### Written instruction
Which lines in the records below contain the word "eyebrow"? Return each of those lines in full.

— Start of Record extracts —

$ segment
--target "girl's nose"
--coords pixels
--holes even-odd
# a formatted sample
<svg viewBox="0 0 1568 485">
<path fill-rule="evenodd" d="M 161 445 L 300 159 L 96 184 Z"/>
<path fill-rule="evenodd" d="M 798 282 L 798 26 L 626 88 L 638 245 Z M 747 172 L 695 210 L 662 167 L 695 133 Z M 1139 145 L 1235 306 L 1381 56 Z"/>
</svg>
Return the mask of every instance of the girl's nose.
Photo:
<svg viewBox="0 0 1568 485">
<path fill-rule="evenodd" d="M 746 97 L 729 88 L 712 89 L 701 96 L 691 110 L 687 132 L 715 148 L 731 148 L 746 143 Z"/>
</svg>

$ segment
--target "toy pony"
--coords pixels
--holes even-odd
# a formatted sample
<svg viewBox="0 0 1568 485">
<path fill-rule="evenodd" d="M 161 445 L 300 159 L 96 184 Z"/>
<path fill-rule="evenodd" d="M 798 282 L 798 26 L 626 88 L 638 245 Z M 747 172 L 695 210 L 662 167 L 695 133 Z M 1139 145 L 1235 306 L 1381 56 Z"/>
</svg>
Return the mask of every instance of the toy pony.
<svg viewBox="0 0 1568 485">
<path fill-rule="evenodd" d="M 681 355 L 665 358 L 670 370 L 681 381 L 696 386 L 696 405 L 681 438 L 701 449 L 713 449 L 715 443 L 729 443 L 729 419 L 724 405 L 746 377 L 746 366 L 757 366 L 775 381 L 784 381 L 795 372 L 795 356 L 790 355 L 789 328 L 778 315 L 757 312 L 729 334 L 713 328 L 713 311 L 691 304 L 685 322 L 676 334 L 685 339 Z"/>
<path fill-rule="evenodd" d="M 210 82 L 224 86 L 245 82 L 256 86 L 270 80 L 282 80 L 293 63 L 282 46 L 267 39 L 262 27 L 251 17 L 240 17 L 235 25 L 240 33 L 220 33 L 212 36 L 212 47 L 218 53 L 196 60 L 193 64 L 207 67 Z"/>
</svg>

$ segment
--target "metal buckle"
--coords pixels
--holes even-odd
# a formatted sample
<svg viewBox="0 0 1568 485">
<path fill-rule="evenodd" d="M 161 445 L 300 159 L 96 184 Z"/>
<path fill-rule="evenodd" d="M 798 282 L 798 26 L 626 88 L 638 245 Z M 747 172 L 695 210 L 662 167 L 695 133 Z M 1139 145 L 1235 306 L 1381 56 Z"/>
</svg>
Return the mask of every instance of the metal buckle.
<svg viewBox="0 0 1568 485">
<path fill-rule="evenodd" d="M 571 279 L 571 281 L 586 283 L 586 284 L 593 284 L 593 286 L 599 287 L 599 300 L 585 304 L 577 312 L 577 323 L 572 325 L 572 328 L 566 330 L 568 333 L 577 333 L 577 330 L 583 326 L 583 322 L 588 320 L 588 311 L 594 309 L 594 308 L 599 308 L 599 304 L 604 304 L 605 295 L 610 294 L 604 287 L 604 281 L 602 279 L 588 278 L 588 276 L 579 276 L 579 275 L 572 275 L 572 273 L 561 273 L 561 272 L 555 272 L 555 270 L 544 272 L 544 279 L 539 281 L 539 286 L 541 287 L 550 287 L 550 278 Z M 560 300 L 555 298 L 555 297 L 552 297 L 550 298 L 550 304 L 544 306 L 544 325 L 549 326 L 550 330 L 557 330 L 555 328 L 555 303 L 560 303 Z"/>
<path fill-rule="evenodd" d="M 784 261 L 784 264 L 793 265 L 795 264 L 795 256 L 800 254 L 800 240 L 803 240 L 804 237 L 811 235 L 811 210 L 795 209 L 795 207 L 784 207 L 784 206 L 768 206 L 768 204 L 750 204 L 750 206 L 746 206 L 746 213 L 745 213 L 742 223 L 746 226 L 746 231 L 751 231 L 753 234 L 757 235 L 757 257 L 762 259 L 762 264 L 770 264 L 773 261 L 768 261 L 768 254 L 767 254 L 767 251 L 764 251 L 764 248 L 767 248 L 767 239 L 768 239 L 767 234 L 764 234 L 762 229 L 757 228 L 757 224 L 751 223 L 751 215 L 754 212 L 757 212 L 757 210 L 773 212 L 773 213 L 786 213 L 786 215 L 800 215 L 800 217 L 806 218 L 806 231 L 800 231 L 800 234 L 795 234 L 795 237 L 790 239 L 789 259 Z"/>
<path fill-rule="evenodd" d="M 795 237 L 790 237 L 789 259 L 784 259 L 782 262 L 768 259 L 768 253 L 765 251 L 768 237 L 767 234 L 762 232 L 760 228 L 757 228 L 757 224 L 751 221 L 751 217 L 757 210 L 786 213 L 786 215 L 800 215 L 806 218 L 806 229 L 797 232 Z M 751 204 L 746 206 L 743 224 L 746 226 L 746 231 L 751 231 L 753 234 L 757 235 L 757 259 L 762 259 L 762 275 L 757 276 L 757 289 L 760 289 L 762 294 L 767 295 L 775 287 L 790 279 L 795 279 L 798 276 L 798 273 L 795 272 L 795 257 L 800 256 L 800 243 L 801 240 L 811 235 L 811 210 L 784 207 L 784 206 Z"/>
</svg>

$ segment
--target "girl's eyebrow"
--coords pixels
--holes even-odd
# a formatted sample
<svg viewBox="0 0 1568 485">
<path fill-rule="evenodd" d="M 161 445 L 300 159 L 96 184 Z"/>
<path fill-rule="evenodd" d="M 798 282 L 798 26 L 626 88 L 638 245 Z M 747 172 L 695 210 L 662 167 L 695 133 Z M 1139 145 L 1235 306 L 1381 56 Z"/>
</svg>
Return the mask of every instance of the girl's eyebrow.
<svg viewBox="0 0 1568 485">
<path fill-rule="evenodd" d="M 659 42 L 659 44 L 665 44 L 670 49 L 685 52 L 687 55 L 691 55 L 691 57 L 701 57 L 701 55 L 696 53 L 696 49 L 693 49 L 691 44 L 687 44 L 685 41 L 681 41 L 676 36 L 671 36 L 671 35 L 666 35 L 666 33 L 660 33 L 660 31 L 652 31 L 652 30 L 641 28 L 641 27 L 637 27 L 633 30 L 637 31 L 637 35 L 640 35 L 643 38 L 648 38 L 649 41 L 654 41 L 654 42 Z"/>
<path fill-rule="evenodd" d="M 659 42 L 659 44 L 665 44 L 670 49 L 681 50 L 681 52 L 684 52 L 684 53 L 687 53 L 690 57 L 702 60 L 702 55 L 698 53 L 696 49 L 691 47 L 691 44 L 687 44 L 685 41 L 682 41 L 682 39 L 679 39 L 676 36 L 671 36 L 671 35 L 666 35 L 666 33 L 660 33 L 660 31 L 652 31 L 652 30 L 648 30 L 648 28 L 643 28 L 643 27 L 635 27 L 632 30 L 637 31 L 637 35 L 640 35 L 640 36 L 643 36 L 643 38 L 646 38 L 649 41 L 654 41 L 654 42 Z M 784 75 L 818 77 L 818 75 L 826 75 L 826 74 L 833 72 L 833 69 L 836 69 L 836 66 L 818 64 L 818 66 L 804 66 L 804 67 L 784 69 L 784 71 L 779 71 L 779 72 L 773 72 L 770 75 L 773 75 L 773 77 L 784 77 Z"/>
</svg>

— End of Record extracts —

### Answer below
--target "girl's eyebrow"
Return the mask of every instance of the girl's eyebrow.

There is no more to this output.